[Task goal]: Output only the lines from the one holding "Where can you find the pointed" to the end of the data below, please, copied exactly.

[Opening Source material section]

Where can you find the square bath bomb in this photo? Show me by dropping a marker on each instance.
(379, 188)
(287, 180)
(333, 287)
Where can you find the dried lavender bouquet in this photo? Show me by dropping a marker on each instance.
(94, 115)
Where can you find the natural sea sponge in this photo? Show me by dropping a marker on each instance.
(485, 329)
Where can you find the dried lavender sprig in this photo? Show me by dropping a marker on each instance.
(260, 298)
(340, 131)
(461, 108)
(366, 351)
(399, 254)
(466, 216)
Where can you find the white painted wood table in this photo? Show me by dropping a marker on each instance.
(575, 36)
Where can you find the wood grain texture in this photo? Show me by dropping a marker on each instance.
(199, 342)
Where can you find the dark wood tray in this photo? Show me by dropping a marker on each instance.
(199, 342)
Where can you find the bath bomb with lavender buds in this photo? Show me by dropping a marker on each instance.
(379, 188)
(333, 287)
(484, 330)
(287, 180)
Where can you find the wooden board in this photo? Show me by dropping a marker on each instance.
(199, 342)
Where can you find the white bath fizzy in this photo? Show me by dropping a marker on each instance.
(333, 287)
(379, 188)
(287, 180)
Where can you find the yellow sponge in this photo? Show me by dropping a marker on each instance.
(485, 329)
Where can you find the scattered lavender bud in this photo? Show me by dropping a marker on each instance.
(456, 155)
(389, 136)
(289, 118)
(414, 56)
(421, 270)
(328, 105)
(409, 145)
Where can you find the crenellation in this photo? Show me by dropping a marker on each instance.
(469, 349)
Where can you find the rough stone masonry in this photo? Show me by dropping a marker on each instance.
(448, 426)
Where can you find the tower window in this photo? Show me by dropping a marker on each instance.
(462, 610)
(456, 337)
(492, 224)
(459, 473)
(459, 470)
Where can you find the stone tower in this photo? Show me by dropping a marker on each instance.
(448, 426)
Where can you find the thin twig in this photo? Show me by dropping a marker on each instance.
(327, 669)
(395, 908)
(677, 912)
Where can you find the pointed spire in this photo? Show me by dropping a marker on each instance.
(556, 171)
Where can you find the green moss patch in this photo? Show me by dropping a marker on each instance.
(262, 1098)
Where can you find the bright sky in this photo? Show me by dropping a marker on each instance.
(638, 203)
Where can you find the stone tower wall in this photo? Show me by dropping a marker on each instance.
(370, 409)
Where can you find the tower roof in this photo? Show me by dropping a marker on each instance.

[Closing Source material section]

[Response to the exercise]:
Where can you find the pointed spire in this photo? Show me by dropping a marker on each instance.
(556, 171)
Where can you find the green moss patch in this photo? Show me by dropping a marker on each instance.
(262, 1098)
Where can you find the bright sky in this photo? Show me by dropping a marker on each instance.
(638, 203)
Where can you find the stone tower wall in this photo? Show me by dropping a marker on each instance.
(370, 409)
Where can you find the tower roof in this photo? Show me by dropping a marker on each instance.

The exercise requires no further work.